## [Materials provided]
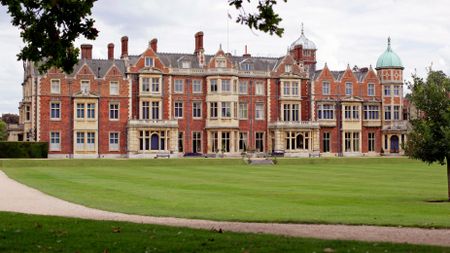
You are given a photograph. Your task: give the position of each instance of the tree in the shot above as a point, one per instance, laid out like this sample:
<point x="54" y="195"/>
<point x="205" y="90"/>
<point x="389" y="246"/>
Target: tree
<point x="3" y="131"/>
<point x="429" y="139"/>
<point x="10" y="118"/>
<point x="49" y="29"/>
<point x="265" y="19"/>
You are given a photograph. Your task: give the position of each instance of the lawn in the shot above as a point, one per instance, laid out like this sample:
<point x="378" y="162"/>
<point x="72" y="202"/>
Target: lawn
<point x="34" y="234"/>
<point x="379" y="191"/>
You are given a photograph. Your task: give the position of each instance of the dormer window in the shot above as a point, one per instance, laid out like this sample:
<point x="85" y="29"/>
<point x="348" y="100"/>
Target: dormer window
<point x="85" y="86"/>
<point x="186" y="64"/>
<point x="220" y="63"/>
<point x="149" y="62"/>
<point x="247" y="66"/>
<point x="288" y="68"/>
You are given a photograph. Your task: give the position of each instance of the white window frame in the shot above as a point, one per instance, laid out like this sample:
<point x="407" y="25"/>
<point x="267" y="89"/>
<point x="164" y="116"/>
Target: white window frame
<point x="55" y="86"/>
<point x="114" y="88"/>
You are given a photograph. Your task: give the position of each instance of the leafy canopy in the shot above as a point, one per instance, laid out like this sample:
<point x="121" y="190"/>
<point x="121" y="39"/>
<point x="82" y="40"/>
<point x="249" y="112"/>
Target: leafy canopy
<point x="429" y="139"/>
<point x="49" y="29"/>
<point x="265" y="19"/>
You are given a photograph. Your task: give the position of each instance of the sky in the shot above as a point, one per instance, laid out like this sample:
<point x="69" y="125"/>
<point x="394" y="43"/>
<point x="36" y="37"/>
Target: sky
<point x="344" y="31"/>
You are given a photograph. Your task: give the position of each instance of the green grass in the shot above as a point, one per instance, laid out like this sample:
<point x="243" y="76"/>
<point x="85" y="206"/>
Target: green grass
<point x="379" y="191"/>
<point x="30" y="233"/>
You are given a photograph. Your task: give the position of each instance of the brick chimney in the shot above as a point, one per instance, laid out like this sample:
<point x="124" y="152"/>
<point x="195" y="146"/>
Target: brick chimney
<point x="86" y="51"/>
<point x="110" y="51"/>
<point x="154" y="44"/>
<point x="246" y="54"/>
<point x="198" y="42"/>
<point x="124" y="47"/>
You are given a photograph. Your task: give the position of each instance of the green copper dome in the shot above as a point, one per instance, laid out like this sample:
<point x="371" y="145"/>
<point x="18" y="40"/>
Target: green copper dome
<point x="389" y="59"/>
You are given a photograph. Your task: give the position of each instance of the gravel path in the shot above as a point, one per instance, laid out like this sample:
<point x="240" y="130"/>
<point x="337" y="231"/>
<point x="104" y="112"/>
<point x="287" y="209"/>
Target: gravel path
<point x="16" y="197"/>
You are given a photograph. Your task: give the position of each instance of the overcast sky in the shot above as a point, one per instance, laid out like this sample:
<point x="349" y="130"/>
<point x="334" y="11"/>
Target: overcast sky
<point x="345" y="32"/>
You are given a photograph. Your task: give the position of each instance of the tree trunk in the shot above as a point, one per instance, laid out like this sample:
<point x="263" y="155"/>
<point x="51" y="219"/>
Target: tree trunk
<point x="448" y="177"/>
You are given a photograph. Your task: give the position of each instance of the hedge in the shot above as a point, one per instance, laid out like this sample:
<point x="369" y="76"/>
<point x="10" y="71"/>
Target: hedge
<point x="12" y="149"/>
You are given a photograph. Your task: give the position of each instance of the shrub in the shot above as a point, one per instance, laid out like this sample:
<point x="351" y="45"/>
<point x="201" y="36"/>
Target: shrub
<point x="23" y="149"/>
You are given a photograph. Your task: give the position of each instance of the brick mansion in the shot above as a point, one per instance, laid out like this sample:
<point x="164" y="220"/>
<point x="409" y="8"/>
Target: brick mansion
<point x="179" y="104"/>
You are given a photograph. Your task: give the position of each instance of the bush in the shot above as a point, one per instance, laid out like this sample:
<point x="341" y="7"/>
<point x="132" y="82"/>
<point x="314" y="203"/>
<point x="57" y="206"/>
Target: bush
<point x="23" y="149"/>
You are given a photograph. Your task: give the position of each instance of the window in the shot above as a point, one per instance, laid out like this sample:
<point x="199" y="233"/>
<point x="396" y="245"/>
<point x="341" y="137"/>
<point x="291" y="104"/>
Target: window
<point x="186" y="64"/>
<point x="225" y="141"/>
<point x="259" y="111"/>
<point x="286" y="88"/>
<point x="145" y="110"/>
<point x="226" y="86"/>
<point x="55" y="141"/>
<point x="27" y="113"/>
<point x="180" y="142"/>
<point x="396" y="112"/>
<point x="325" y="88"/>
<point x="80" y="111"/>
<point x="214" y="142"/>
<point x="220" y="63"/>
<point x="247" y="66"/>
<point x="371" y="142"/>
<point x="243" y="87"/>
<point x="155" y="110"/>
<point x="85" y="86"/>
<point x="226" y="109"/>
<point x="371" y="112"/>
<point x="213" y="85"/>
<point x="197" y="86"/>
<point x="259" y="142"/>
<point x="152" y="140"/>
<point x="55" y="110"/>
<point x="145" y="84"/>
<point x="197" y="109"/>
<point x="178" y="87"/>
<point x="114" y="141"/>
<point x="396" y="90"/>
<point x="148" y="62"/>
<point x="243" y="139"/>
<point x="387" y="90"/>
<point x="351" y="112"/>
<point x="213" y="110"/>
<point x="113" y="88"/>
<point x="348" y="89"/>
<point x="288" y="68"/>
<point x="155" y="84"/>
<point x="326" y="142"/>
<point x="90" y="108"/>
<point x="55" y="86"/>
<point x="196" y="142"/>
<point x="243" y="110"/>
<point x="351" y="141"/>
<point x="259" y="89"/>
<point x="371" y="89"/>
<point x="387" y="113"/>
<point x="114" y="111"/>
<point x="325" y="111"/>
<point x="178" y="107"/>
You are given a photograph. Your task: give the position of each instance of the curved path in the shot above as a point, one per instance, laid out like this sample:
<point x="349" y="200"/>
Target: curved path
<point x="16" y="197"/>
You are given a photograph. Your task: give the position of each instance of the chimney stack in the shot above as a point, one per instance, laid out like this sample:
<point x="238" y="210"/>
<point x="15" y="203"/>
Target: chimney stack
<point x="246" y="54"/>
<point x="124" y="47"/>
<point x="110" y="51"/>
<point x="154" y="44"/>
<point x="86" y="52"/>
<point x="198" y="42"/>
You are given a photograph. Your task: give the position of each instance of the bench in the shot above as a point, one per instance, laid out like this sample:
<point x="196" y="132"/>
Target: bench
<point x="163" y="155"/>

## [Problem to solve]
From the line holding "of the chimney" down to the final line above, quote every line exactly and only those lines.

## [Response to this task]
You are given a photograph. Your task: give the position of each instance of the chimney stack in the shot above as a point, one per instance, laid out like this sample:
<point x="238" y="210"/>
<point x="15" y="203"/>
Target: chimney stack
<point x="246" y="54"/>
<point x="124" y="47"/>
<point x="110" y="51"/>
<point x="154" y="44"/>
<point x="86" y="52"/>
<point x="198" y="42"/>
You are given a photograph. Your task: give the position of each instance of the bench in the shot above as a point, one per instance, laid out like this sample:
<point x="196" y="132"/>
Target: bench
<point x="163" y="155"/>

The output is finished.